====== Excerpted passage ======
But other issues with V can’t be addressed by the raspy charm of Cherami Leigh. Mostly having to do with the roleplaying aspects of this roleplaying game. The dialogue options are very limited, granting only a few responses. That being Suspicious V, Mercurial V, Nice V, and [Insert Background Here]. This can often feel restraining, the option you would pick are sometimes (or even often) not present, and sometimes you can get caught offguard with what your V says. This can be addressed in the same way you could address problems with Arthur Morgan from Red Dead Redemption 2 or more appropriately, Geralt Rivera from the Witcher. That V is no wholly your character, she has a personality of her own. And that I would mostly agree. Unfortunately, Cyberpunk doesn't seem to be under that impression.

 

A lot of V is customization. Her background, how she dresses, whether or not she has a long uncut girldick. The game wants to signal to you that this is your V, and in many ways it is. I can't imagine another V than mine, even though I know that within limits, there are other Vs on the same disc. But that phrase: within limits, that is the operant word. Your V has limits to who they can be. Your V will always be a runner. Your V will always have a hard life, your V will always do that sick as hell montage, your V will always want to become a Legend with Jackie. A lot of your V will be found not in the dialogue, but in the inferences.
====== Provided entries ======
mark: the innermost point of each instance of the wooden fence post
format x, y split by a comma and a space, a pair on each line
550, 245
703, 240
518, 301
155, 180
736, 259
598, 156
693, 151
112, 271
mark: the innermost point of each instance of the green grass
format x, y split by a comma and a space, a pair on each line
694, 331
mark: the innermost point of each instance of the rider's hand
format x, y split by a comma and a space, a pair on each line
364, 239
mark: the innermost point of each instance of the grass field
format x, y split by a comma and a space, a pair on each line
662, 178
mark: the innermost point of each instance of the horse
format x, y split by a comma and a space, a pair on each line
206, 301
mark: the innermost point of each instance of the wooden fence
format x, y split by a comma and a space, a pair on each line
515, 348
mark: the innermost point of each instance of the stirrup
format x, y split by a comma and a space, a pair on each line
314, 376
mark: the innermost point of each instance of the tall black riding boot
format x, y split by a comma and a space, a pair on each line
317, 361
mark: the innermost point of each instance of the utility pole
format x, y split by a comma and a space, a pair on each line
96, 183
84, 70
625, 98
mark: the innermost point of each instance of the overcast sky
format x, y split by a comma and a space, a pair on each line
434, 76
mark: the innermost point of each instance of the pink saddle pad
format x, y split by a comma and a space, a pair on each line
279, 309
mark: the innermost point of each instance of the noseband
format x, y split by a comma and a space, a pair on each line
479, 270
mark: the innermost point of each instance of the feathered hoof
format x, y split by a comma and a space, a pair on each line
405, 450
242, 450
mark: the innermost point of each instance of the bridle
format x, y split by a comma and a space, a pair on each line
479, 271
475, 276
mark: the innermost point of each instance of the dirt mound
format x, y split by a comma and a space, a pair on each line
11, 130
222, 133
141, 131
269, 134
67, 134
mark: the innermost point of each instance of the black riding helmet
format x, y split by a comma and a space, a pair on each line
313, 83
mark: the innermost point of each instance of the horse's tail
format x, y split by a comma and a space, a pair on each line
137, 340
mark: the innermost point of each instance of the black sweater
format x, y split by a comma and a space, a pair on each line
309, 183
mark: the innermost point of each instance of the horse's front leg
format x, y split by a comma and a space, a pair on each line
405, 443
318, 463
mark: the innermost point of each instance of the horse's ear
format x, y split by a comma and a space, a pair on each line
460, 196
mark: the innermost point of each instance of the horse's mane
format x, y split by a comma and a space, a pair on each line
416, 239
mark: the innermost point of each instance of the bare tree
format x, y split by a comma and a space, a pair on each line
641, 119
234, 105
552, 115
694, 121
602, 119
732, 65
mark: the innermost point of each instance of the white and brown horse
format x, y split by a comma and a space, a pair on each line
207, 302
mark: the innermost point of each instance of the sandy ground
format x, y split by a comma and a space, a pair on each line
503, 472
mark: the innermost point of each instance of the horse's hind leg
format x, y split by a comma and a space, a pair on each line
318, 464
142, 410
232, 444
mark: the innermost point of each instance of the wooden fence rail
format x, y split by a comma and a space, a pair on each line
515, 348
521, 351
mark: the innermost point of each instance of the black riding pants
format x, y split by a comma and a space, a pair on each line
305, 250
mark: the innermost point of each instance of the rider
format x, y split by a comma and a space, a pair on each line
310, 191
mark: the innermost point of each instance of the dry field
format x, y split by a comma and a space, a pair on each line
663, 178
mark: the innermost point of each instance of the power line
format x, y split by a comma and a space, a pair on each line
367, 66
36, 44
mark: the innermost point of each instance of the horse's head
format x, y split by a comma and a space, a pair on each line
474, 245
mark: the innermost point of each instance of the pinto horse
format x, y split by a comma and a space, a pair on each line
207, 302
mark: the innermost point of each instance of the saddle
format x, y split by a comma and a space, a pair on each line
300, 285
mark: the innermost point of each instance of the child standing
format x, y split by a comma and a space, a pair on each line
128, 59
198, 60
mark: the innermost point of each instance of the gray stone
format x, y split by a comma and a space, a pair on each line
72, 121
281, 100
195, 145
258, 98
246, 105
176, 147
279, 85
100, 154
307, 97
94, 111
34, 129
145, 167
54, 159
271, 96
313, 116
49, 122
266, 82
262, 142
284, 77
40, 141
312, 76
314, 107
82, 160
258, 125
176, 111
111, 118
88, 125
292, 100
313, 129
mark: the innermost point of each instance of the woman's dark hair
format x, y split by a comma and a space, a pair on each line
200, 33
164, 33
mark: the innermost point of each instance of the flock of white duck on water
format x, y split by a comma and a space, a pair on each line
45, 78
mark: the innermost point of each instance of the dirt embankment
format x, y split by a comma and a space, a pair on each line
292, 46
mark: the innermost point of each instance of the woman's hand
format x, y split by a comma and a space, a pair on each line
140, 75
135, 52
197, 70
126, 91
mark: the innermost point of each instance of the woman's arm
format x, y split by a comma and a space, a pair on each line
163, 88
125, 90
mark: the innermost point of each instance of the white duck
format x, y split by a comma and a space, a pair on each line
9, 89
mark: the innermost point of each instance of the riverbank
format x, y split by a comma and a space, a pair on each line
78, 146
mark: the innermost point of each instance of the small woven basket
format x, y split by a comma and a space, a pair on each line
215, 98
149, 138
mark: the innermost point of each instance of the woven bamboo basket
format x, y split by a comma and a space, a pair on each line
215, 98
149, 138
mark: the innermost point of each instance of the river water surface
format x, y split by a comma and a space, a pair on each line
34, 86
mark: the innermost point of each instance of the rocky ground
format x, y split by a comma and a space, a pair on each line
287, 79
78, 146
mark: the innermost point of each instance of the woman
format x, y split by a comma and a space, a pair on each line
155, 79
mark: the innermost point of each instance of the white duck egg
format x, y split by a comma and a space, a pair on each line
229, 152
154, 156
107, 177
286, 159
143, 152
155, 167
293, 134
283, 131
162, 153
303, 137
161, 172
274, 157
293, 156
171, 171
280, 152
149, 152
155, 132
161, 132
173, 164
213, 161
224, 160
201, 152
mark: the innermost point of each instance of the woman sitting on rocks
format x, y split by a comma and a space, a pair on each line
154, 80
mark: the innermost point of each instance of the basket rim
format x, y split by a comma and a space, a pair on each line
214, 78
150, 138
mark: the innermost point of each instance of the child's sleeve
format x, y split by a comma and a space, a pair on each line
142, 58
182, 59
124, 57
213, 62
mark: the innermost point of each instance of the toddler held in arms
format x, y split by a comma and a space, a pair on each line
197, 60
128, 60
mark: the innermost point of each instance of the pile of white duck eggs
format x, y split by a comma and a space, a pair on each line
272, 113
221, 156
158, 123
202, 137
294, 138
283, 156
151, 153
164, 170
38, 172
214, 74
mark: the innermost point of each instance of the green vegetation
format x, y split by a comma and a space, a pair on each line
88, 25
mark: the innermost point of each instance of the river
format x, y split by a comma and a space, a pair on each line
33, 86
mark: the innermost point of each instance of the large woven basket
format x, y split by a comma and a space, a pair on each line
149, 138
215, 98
======
■ **Complete the following**:
[1] Summarize the review excerpt in two sentences.
[2] Count the lines of the listing that contain the word "wooden", matching case, and reply with only the number.
The listing has no connection to the review excerpt.

■ **Answers given**:
[1] V's dialogue options are very limited, which can feel restraining and sometimes catch the player off guard with what V says. Much of V is customization, but only within limits, since V will always be a runner who wants to become a Legend with Jackie, so a lot of V is found in the inferences rather than the dialogue.

[2] 3